## What needs to be done
Continue the history of Bledsoe's Missouri Battery below, beginning after its final sentence.

- Active: June 16, 1861 to May 1, 1865
- Allegiance: Confederate government of Missouri (June 16, 1861 to April 21, 1862) Confederate States of America (April 21, 1862 to May 1, 1865)
- Branch: Missouri State Guard Confederate States Army
- Type: Artillery
- Size: 53 (May 5, 1862)
- Engagements: American Civil War Engagement near Carthage; Battle of Wilson's Creek; Battle of Dry Wood Creek; Siege of Lexington; Battle of Pea Ridge; Second Battle of Corinth; Vicksburg Campaign; Chickamauga Campaign; Chattanooga campaign; Atlanta campaign; Franklin-Nashville Campaign;

= Bledsoe's Missouri Battery =

Unit of the Confederate States Army

Hiram Bledsoe's Missouri Battery was an artillery battery that served in the Missouri State Guard and the Confederate States Army during the American Civil War. The battery was formed when the Missouri State Guard was formed as a pro-secession state militia unit in response to the Camp Jackson affair. As part of the Missouri State Guard, the unit was engaged in the Engagement near Carthage and the Battle of Wilson's Creek during mid-1861, before fighting at the Battle of Dry Wood Creek and the Siege of Lexington later that year when Major General Sterling Price led the Guard northward towards the Missouri River. After the Missouri State Guard retreated into Arkansas in early 1862, Bledsoe's Battery served during the Confederate defeat at the Battle of Pea Ridge in March. The battery, as part of the Army of the West, transferred across the Mississippi River into Tennessee in April, where it left the Guard to enter Confederate service on April 21.

The battery served in Mississippi during much of the rest of 1862, serving as part of the Confederate rear guard after the Battle of Iuka in September and seeing action at the Second Battle of Corinth. In early 1863, the unit became part of Brigadier General John Gregg's brigade, and was briefly stationed at Port Hudson, Louisiana. After Major General Ulysses S. Grant landed Union troops in Mississippi in April, Gregg's brigade transferred to Jackson, Mississippi to aid Confederate forces attempting to stop Grant. As part of Gregg's brigade, Bledsoe's Battery served at the Battles of Raymond and Jackson in May. In September, the battery was part of the Confederate Army of Tennessee when it repulsed Major General William Rosecrans' offensive into Georgia at the Battle of Chickamauga.

Stored data entries:
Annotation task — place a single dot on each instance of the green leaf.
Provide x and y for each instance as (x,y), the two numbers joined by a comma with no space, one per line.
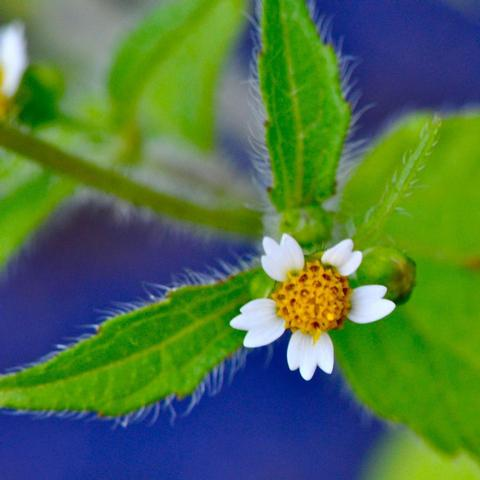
(39,95)
(138,358)
(399,188)
(421,365)
(442,209)
(28,195)
(404,457)
(173,60)
(308,117)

## Exercise result
After Chickamauga, the battery next saw action at the Battle of Missionary Ridge in November, where it had its cannons captured during a Union charge. Beginning in May 1864, Bledsoe's Battery resisted Major General William T. Sherman's drive south during the Atlanta campaign, seeing action at the battles of Resaca and Kennesaw Mountain. After Atlanta fell to Union forces in September, the battery moved north with General John Bell Hood. Under Hood, the battery fought at the Battle of Nashville in December. Nashville was a Confederate defeat, and Bledsoe's Battery was part of Hood's rear guard after the fighting. While the rest of Hood's army transferred to North Carolina after Nashville, Bledsoe's Battery remained in Georgia, where it surrendered on May 1, 1865, ending the unit's combat career.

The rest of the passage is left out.